[Stored data entries]:

=-=-=

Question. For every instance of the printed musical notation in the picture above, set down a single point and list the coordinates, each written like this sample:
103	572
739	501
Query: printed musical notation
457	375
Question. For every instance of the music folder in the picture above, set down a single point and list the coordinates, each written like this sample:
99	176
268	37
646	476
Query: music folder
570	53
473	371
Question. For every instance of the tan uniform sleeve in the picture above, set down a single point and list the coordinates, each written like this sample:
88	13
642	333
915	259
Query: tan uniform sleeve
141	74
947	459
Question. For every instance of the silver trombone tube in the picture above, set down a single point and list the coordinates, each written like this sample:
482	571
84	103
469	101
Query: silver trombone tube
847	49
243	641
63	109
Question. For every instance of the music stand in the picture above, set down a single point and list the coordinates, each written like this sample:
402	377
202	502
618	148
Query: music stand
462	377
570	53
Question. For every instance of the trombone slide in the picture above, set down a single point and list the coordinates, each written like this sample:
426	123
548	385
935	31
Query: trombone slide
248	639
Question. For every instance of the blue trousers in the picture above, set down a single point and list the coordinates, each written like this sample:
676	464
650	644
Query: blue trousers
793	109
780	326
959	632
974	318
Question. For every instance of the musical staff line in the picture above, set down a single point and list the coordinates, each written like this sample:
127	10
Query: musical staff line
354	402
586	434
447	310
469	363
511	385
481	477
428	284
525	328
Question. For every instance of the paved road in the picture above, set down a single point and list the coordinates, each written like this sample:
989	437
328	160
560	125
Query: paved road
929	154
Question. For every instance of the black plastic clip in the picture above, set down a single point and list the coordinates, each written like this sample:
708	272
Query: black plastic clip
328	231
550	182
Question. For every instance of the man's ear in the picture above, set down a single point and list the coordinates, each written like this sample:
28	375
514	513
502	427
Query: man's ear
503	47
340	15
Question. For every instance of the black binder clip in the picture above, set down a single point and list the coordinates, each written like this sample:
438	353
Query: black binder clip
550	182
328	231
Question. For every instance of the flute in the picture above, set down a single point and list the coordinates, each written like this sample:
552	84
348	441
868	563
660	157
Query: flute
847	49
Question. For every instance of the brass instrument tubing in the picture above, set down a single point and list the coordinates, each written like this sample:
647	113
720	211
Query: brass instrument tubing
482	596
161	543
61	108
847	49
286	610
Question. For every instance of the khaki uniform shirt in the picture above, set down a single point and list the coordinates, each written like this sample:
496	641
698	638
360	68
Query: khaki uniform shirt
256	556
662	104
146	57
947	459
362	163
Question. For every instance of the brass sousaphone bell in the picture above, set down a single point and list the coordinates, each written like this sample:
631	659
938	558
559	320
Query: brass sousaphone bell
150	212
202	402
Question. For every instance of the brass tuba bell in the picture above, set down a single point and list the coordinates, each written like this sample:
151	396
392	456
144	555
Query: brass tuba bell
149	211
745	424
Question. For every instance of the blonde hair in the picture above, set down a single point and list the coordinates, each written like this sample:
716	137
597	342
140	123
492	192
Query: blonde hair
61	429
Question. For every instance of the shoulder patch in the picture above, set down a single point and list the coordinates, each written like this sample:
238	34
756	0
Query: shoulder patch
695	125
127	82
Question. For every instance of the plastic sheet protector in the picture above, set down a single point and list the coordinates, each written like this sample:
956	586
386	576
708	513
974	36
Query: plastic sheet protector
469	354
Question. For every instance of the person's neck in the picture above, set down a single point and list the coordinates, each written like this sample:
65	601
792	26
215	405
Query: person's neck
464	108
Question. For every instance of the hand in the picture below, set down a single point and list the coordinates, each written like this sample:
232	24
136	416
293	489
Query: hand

=-=-=

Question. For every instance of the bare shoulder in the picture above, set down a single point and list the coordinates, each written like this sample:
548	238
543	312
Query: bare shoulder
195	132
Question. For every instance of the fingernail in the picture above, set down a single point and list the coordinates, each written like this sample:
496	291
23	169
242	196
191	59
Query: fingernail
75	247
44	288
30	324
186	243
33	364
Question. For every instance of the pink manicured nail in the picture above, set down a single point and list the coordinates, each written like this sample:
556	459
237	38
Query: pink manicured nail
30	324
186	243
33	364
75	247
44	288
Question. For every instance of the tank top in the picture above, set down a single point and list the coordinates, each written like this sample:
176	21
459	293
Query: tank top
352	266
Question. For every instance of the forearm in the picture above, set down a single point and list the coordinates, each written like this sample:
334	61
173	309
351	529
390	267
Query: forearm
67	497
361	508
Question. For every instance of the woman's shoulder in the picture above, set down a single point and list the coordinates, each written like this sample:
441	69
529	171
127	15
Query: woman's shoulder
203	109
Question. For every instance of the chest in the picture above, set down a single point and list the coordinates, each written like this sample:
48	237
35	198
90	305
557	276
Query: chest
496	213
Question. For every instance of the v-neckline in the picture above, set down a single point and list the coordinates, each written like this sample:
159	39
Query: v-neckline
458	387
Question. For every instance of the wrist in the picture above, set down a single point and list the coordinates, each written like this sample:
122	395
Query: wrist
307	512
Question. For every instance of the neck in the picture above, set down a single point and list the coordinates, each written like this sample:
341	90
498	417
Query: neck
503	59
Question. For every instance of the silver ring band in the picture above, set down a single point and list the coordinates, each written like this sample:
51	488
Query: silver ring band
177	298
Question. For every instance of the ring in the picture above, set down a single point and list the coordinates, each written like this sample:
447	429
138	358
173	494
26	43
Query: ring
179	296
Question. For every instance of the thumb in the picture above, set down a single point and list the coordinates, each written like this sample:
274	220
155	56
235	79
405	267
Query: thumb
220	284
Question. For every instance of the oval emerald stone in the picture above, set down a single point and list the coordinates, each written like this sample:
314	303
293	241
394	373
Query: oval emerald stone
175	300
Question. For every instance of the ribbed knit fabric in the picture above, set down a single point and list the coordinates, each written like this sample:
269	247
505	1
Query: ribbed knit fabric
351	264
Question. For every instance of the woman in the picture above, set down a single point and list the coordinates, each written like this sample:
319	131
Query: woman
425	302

=-=-=

Of the entries listed above, reproduce only the lines starting at the line containing "Question. For every instance of the brass tuba" and ending at the line containing "Query: hand". Include both, exactly as they stand.

Question. For every instance of the brass tuba bell in the picture above, set down a single point and list the coordinates, each written like this sample:
151	396
392	456
144	555
Query: brass tuba bell
149	211
745	424
Question. For every instance of the blonde hair in the picture above, set down a single point and list the coordinates, each written like this sample:
716	137
597	342
140	123
492	192
Query: blonde hair
61	429
Question. For every instance of the shoulder patch in the picture above, set down a single point and list the coordinates, each written like this sample:
238	34
756	0
Query: shoulder patch
695	125
127	82
Question. For every instance of the plastic sheet protector in the picture above, set down a single point and list the coordinates, each written like this sample:
956	586
386	576
708	513
974	36
Query: plastic sheet protector
469	354
Question. For every instance of the person's neck in the picture above, set down a single point and list the coordinates, each written like this sample:
65	601
792	26
215	405
Query: person's neck
464	108
Question. For every instance of the hand in the picture below, set down a single point and list the coordinates, each written like this sample:
232	24
136	416
293	489
Query: hand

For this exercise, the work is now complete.